L’expression «Jasmine Revolution» laisse un goût amer aux Tunisiens les plus âgés, qui décident de ne plus se taire: c’est celle que la Cia avait déjà utilisée pour communiquer lors du coup d’Etat de 1987 qui plaça Ben Ali au pouvoir. Après le 14 Janvier, tous les Tunisiens se rappellent que le peuple, éclairé par les blogueurs de la révolution, continue de braver tous les symboles et références du régime en descendant dans les rues pour manifester jusqu’au départ du gouvernement du Premier ministre Mohamed Gannouchi. Cette situation, selon les mêmes sources, se gérait au début dans l’ambassade américaine à Tunis, devenu le siège du gouvernement; un bon nombre de ministres, anciens amis des Etats-Unis se trouvaient dans la formation dudit gouvernement.
Les Tunisiens, que l’on croit manipulables et apolitiques, s’avèrent fort matures et rejettent ce gouvernement tandis que l’Union générale tunisienne du travail (Ugtt) refuse d’être menée par les Américains et ses représentants démissionnent des quelques postes qu’on leur a attribués.
D’autres documents sont unanimes sur le rôle prépondérant des Etats-Unis d’Amérique pour faciliter à Ennahdha son retour en force et l’imposer comme la première force politique post-révolution. Même après l’investiture du gouvernement provisoire, les Américains, malgré leurs scénarios préétablis destinés à contrer tous changements de situations, considèrent que le peuple tunisien est toujours imprévisible.

DONNÉES FOURNIES:
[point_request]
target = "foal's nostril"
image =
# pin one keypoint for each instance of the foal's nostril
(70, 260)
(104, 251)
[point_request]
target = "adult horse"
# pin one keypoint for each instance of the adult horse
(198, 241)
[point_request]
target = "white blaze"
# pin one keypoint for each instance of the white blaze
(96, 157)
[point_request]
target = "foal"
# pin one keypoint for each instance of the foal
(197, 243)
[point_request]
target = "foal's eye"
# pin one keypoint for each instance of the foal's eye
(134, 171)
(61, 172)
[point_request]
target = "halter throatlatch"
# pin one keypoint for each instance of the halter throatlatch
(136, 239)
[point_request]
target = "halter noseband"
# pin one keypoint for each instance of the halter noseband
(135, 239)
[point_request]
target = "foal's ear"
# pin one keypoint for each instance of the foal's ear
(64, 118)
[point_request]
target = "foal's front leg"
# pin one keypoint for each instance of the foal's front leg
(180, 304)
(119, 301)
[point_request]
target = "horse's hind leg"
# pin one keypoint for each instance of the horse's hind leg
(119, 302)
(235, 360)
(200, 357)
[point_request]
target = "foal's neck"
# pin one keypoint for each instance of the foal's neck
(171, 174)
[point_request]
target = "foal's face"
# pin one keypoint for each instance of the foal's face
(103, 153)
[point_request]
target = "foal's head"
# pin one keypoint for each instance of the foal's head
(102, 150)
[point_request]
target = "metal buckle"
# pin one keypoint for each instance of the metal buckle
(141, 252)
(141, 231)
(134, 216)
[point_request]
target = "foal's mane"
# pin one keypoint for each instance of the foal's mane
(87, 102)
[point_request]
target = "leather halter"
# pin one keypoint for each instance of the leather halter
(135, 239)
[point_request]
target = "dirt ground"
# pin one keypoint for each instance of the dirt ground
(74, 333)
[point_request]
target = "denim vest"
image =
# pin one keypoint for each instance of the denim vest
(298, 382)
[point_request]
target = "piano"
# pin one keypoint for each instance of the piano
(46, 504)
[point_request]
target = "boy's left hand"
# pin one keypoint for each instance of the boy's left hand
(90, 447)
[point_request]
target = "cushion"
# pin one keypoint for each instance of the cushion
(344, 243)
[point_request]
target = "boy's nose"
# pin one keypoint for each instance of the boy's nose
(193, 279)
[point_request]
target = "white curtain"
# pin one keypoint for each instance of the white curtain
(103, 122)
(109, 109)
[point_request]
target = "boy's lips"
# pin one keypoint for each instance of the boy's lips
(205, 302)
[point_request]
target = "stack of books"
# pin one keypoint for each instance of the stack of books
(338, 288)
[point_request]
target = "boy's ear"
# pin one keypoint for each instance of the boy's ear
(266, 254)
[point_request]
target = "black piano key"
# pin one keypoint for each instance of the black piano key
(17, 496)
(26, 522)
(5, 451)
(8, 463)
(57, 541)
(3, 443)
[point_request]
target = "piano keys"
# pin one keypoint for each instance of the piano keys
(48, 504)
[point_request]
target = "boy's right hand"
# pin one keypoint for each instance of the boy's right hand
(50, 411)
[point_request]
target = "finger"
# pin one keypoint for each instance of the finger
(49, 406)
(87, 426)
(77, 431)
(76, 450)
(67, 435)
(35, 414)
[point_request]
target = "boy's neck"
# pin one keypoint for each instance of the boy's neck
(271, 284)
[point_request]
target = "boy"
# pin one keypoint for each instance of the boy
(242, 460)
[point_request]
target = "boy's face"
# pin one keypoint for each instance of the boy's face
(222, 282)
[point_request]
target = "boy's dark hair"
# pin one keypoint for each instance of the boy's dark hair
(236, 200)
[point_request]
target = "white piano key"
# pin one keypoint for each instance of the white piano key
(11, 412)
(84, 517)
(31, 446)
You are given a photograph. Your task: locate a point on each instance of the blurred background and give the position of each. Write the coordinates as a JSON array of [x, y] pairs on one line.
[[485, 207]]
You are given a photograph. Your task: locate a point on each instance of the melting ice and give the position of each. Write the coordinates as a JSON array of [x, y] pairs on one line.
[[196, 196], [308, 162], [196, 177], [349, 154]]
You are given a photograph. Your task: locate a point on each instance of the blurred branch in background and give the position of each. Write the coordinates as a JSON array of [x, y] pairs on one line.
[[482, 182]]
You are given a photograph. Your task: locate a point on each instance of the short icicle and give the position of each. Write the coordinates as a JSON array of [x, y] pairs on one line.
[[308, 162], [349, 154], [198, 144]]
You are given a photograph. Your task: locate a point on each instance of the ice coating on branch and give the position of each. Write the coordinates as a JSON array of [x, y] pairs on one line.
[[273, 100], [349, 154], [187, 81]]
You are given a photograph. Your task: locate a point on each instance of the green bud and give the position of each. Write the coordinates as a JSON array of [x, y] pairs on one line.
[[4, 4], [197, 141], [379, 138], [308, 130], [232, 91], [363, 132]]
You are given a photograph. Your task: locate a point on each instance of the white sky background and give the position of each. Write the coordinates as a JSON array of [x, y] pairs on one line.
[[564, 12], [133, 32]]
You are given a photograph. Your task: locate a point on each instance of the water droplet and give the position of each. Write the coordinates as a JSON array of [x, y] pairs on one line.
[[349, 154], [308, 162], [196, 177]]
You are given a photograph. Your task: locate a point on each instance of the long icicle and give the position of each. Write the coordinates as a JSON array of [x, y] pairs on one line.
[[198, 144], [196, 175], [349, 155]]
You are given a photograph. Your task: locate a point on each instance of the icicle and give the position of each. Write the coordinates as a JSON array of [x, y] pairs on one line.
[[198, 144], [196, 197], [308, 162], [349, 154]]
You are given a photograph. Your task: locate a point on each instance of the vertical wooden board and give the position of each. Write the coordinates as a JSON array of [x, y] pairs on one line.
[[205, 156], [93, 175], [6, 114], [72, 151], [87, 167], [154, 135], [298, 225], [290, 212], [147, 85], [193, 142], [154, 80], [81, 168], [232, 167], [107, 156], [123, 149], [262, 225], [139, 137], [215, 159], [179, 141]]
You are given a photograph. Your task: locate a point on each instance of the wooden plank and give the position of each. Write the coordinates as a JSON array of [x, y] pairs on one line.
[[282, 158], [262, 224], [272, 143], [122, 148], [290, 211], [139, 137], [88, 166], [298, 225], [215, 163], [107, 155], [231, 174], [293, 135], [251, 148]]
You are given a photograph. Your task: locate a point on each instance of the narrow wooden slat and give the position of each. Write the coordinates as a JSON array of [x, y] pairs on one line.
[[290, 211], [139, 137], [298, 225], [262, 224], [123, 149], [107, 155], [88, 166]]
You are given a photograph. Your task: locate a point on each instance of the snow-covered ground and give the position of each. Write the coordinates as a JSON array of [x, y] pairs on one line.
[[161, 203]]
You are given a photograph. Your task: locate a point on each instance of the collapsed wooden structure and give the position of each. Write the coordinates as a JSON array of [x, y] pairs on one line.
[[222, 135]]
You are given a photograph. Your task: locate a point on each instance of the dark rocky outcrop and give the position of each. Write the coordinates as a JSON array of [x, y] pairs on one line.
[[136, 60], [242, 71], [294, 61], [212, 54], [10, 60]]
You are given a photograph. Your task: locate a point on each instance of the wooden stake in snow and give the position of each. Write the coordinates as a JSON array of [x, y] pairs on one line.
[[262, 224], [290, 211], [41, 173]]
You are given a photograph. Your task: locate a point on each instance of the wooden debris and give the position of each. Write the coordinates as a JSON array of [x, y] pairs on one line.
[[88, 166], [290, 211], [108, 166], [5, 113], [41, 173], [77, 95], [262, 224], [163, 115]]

EXERCICE COURT 1:
Mettez à jour les lignes de données, de celle qui contient "of the dark" jusqu'à celle qui contient "[[136, 60], [242, 71], [294, 61], [212, 54], [10, 60]]", en remplaçant "dark rocky outcrop" par "gray stone ledge". Recopiez ces lignes sans aucune autre modification.
EXERCICE COURT 2:
Poursuivez le texte sur le rôle des États-Unis dans la Tunisie de l'après-révolution à partir de sa dernière phrase.

RÉPONSE 1:
You are given a photograph. Your task: locate a point on each instance of the gray stone ledge and give the position of each. Write the coordinates as a JSON array of [x, y] pairs on one line.
[[136, 60], [242, 71], [294, 61], [212, 54], [10, 60]]

RÉPONSE 2:
L’effort à consentir par les blogueurs et internautes tunisiens
Sans aucune intention de ternir l’image des internautes et blogueurs tunisiens dont un jeune a été tué par les tortionnaires de Ben Ali, il est temps que ces derniers changent de tactique car ceux du métier le savent très bien. Ils auraient dû éviter de se quereller à l’intérieur même du palais de Carthage à l’occasion de la journée nationale de l’internet, décrétée par le président de la république Moncef Marzouki. Ce n’était certes pas dramatique, mais il ne fallait pas se croire en compétition avec ses camarades.
Le changement tactique souhaité devrait d’abord se focaliser dans la distinction entre les faits avérés et l’intox, ensuite dans l’adaptation continue aux nouvelles situations pour choisir les cibles en fonction des priorités et décider de l’action appropriée et de l’intensité qu’elle requiert. La finalité c’est de ne pas perdre de vue les objectifs de la révolution.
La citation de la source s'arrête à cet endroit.